Data entries:
════════════════
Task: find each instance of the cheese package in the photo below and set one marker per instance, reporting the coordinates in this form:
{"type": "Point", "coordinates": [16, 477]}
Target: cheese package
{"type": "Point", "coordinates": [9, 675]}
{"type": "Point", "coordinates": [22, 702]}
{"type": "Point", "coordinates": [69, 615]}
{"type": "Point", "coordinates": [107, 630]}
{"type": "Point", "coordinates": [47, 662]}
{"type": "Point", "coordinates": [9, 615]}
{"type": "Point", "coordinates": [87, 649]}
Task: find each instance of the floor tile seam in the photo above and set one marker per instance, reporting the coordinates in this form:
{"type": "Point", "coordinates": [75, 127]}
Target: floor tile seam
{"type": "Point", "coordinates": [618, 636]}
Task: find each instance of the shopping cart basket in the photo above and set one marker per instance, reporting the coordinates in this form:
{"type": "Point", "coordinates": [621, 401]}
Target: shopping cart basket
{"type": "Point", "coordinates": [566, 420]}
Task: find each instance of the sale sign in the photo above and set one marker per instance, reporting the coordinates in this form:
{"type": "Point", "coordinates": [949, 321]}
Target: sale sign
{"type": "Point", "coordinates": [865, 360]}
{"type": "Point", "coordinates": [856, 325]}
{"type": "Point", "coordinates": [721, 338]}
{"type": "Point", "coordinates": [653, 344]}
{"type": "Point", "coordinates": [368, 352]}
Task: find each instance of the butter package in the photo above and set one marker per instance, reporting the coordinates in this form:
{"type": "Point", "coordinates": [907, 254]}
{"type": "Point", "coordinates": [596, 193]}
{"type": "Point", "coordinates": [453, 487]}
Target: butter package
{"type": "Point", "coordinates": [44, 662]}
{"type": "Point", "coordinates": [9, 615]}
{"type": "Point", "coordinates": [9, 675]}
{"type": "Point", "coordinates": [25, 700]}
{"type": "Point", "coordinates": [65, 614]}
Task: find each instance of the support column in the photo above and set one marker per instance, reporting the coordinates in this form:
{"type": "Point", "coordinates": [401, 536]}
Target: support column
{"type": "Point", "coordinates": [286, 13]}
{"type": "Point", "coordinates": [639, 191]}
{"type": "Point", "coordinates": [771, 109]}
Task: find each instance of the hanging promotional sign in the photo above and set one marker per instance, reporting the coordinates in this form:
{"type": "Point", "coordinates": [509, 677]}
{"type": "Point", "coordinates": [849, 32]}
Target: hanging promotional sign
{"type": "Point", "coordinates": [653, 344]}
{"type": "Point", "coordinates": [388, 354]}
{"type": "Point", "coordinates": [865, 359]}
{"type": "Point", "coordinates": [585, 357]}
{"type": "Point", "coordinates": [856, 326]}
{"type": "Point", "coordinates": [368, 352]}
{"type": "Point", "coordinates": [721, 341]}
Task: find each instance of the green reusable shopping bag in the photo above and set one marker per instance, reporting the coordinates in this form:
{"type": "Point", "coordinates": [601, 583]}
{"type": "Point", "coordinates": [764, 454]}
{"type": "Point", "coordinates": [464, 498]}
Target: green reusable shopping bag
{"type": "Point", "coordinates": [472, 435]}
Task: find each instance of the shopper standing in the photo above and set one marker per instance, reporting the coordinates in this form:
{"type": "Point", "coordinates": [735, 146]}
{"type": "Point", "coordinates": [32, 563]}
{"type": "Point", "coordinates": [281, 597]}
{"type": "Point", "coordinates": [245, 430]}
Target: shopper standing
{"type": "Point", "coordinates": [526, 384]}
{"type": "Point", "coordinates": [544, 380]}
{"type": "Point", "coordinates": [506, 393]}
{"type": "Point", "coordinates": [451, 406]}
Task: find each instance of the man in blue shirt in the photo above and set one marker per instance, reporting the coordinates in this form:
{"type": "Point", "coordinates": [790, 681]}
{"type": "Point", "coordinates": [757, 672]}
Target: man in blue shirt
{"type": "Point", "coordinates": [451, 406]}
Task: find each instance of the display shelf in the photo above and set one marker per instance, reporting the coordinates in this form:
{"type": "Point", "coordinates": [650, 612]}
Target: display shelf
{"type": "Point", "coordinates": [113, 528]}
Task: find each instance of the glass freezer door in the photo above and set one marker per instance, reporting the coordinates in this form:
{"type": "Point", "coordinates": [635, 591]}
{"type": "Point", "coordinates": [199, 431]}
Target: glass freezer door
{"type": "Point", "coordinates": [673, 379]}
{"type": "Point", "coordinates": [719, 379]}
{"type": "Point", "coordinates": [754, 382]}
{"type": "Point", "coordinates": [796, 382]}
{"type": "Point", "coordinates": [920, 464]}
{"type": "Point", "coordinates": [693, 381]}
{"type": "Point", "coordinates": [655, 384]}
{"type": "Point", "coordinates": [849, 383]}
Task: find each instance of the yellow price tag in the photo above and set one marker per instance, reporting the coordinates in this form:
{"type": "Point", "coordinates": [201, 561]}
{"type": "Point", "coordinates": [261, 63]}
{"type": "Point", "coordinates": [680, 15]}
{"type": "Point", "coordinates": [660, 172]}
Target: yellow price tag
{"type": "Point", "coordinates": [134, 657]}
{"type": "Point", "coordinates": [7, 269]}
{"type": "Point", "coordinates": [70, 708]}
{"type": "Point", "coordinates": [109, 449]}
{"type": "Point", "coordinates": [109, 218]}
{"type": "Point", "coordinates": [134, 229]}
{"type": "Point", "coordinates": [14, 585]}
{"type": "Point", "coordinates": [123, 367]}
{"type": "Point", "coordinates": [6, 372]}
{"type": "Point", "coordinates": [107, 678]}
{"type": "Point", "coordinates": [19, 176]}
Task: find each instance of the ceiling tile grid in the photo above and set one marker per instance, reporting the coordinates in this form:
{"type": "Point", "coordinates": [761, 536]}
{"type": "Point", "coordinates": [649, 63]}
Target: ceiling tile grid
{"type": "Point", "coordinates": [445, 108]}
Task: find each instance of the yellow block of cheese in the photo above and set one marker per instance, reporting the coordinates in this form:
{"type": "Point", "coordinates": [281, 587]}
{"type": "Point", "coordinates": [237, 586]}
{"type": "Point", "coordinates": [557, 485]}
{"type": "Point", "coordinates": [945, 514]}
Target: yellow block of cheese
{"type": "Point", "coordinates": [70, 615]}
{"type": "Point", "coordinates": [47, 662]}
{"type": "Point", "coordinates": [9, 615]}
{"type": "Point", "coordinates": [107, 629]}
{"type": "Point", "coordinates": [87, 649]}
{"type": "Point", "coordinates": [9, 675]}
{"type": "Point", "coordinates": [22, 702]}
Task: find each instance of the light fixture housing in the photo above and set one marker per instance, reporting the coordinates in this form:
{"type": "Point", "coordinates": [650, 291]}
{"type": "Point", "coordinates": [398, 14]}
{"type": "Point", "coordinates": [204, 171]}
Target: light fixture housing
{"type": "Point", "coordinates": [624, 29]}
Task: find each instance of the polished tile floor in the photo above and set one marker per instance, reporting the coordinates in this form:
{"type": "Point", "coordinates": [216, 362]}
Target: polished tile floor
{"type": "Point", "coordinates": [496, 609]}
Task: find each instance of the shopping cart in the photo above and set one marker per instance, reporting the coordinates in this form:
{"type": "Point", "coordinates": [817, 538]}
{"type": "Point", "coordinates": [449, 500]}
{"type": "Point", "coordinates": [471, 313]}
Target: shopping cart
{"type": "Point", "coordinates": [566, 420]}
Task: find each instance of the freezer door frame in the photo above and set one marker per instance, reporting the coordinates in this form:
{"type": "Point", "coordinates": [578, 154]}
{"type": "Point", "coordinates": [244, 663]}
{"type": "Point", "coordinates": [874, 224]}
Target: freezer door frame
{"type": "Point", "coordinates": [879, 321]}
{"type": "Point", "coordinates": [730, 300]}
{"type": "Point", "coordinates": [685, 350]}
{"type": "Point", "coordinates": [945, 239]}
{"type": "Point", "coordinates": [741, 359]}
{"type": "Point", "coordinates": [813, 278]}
════════════════
- _Given problem_: Extract each line of the listing above, copying it word for word.

- _Correct output_:
Task: find each instance of the cheese package in the photo below and set one marker per instance, reporting the coordinates in this form:
{"type": "Point", "coordinates": [16, 477]}
Target: cheese package
{"type": "Point", "coordinates": [9, 675]}
{"type": "Point", "coordinates": [22, 702]}
{"type": "Point", "coordinates": [69, 615]}
{"type": "Point", "coordinates": [107, 630]}
{"type": "Point", "coordinates": [47, 662]}
{"type": "Point", "coordinates": [9, 615]}
{"type": "Point", "coordinates": [87, 649]}
Task: find each instance of the floor tile seam in the photo above and set one marker per instance, reporting the coordinates in this form:
{"type": "Point", "coordinates": [75, 127]}
Target: floor tile seam
{"type": "Point", "coordinates": [618, 636]}
Task: find each instance of the shopping cart basket in the photo above and set one marker per instance, reporting the coordinates in this form:
{"type": "Point", "coordinates": [621, 401]}
Target: shopping cart basket
{"type": "Point", "coordinates": [566, 420]}
Task: find each instance of the sale sign in the photo above and set one marker per instance, reporting the coordinates in this form:
{"type": "Point", "coordinates": [949, 321]}
Target: sale sign
{"type": "Point", "coordinates": [865, 360]}
{"type": "Point", "coordinates": [856, 325]}
{"type": "Point", "coordinates": [721, 338]}
{"type": "Point", "coordinates": [653, 344]}
{"type": "Point", "coordinates": [368, 352]}
Task: find each instance of the butter package in the photo above and set one marker per instance, reporting the coordinates in this form:
{"type": "Point", "coordinates": [907, 254]}
{"type": "Point", "coordinates": [596, 193]}
{"type": "Point", "coordinates": [453, 487]}
Target: butter package
{"type": "Point", "coordinates": [44, 662]}
{"type": "Point", "coordinates": [9, 615]}
{"type": "Point", "coordinates": [9, 675]}
{"type": "Point", "coordinates": [25, 700]}
{"type": "Point", "coordinates": [65, 614]}
Task: find each instance of the support column in the photo above and set one marker per instance, reporting the coordinates in this form:
{"type": "Point", "coordinates": [401, 536]}
Target: support column
{"type": "Point", "coordinates": [286, 13]}
{"type": "Point", "coordinates": [639, 191]}
{"type": "Point", "coordinates": [771, 109]}
Task: find each instance of the hanging promotional sign in the photo above and set one marker per instance, reporting the coordinates in this form:
{"type": "Point", "coordinates": [509, 677]}
{"type": "Point", "coordinates": [849, 32]}
Target: hanging promotional sign
{"type": "Point", "coordinates": [653, 344]}
{"type": "Point", "coordinates": [388, 354]}
{"type": "Point", "coordinates": [865, 359]}
{"type": "Point", "coordinates": [585, 357]}
{"type": "Point", "coordinates": [856, 326]}
{"type": "Point", "coordinates": [368, 352]}
{"type": "Point", "coordinates": [721, 341]}
Task: find each instance of the green reusable shopping bag in the photo above and set one marker per instance, reporting the coordinates in this form:
{"type": "Point", "coordinates": [601, 583]}
{"type": "Point", "coordinates": [764, 454]}
{"type": "Point", "coordinates": [464, 498]}
Target: green reusable shopping bag
{"type": "Point", "coordinates": [472, 435]}
Task: find each instance of the shopper standing in the photo above and set one marker per instance, reporting the coordinates in this form:
{"type": "Point", "coordinates": [735, 146]}
{"type": "Point", "coordinates": [32, 563]}
{"type": "Point", "coordinates": [281, 597]}
{"type": "Point", "coordinates": [245, 430]}
Target: shopper standing
{"type": "Point", "coordinates": [526, 384]}
{"type": "Point", "coordinates": [544, 380]}
{"type": "Point", "coordinates": [506, 393]}
{"type": "Point", "coordinates": [451, 406]}
Task: find each instance of the man in blue shirt in the photo above and set one marker per instance, reporting the coordinates in this form:
{"type": "Point", "coordinates": [790, 681]}
{"type": "Point", "coordinates": [757, 672]}
Target: man in blue shirt
{"type": "Point", "coordinates": [451, 406]}
Task: find each instance of the display shelf in the photo above and set one marker per instance, reporting the coordinates in this form:
{"type": "Point", "coordinates": [650, 612]}
Target: display shelf
{"type": "Point", "coordinates": [113, 528]}
Task: find each instance of the glass freezer door in the photo above and set one marker per instance, reporting the coordinates in this form:
{"type": "Point", "coordinates": [635, 591]}
{"type": "Point", "coordinates": [199, 431]}
Target: glass freezer door
{"type": "Point", "coordinates": [673, 379]}
{"type": "Point", "coordinates": [719, 379]}
{"type": "Point", "coordinates": [754, 382]}
{"type": "Point", "coordinates": [796, 382]}
{"type": "Point", "coordinates": [920, 464]}
{"type": "Point", "coordinates": [693, 381]}
{"type": "Point", "coordinates": [655, 384]}
{"type": "Point", "coordinates": [849, 383]}
Task: find each instance of the yellow price tag in the photo above and set one marker per instance, reporting the coordinates in this form:
{"type": "Point", "coordinates": [201, 561]}
{"type": "Point", "coordinates": [261, 63]}
{"type": "Point", "coordinates": [680, 15]}
{"type": "Point", "coordinates": [660, 172]}
Target: yellow price tag
{"type": "Point", "coordinates": [134, 657]}
{"type": "Point", "coordinates": [7, 269]}
{"type": "Point", "coordinates": [70, 708]}
{"type": "Point", "coordinates": [109, 449]}
{"type": "Point", "coordinates": [109, 218]}
{"type": "Point", "coordinates": [134, 229]}
{"type": "Point", "coordinates": [14, 585]}
{"type": "Point", "coordinates": [123, 367]}
{"type": "Point", "coordinates": [6, 372]}
{"type": "Point", "coordinates": [107, 678]}
{"type": "Point", "coordinates": [19, 176]}
Task: find each instance of the ceiling tile grid in the photo above and set one marker per instance, reporting the coordinates in this form:
{"type": "Point", "coordinates": [761, 536]}
{"type": "Point", "coordinates": [649, 63]}
Target: ceiling tile grid
{"type": "Point", "coordinates": [445, 108]}
Task: find each instance of the yellow block of cheese in the photo above and set one marker per instance, reporting the coordinates in this form:
{"type": "Point", "coordinates": [281, 587]}
{"type": "Point", "coordinates": [237, 586]}
{"type": "Point", "coordinates": [557, 485]}
{"type": "Point", "coordinates": [945, 514]}
Target: yellow block of cheese
{"type": "Point", "coordinates": [70, 615]}
{"type": "Point", "coordinates": [47, 662]}
{"type": "Point", "coordinates": [9, 615]}
{"type": "Point", "coordinates": [107, 629]}
{"type": "Point", "coordinates": [87, 649]}
{"type": "Point", "coordinates": [9, 675]}
{"type": "Point", "coordinates": [22, 702]}
Task: find each instance of the light fixture housing in the photo above and set one marker per instance, reporting the coordinates in this form:
{"type": "Point", "coordinates": [650, 291]}
{"type": "Point", "coordinates": [398, 14]}
{"type": "Point", "coordinates": [204, 171]}
Target: light fixture housing
{"type": "Point", "coordinates": [624, 29]}
Task: find each instance of the polished tile floor in the photo above and set one marker per instance, reporting the coordinates in this form:
{"type": "Point", "coordinates": [216, 362]}
Target: polished tile floor
{"type": "Point", "coordinates": [496, 609]}
Task: find each instance of the shopping cart in the photo above and set one marker per instance, reporting the coordinates in this form:
{"type": "Point", "coordinates": [817, 538]}
{"type": "Point", "coordinates": [449, 500]}
{"type": "Point", "coordinates": [471, 313]}
Target: shopping cart
{"type": "Point", "coordinates": [566, 420]}
Task: find each instance of the freezer door frame in the photo above and set one marker per instance, reporting the coordinates in this form:
{"type": "Point", "coordinates": [578, 154]}
{"type": "Point", "coordinates": [244, 663]}
{"type": "Point", "coordinates": [874, 224]}
Target: freezer door frame
{"type": "Point", "coordinates": [879, 321]}
{"type": "Point", "coordinates": [730, 300]}
{"type": "Point", "coordinates": [685, 350]}
{"type": "Point", "coordinates": [945, 239]}
{"type": "Point", "coordinates": [741, 359]}
{"type": "Point", "coordinates": [813, 278]}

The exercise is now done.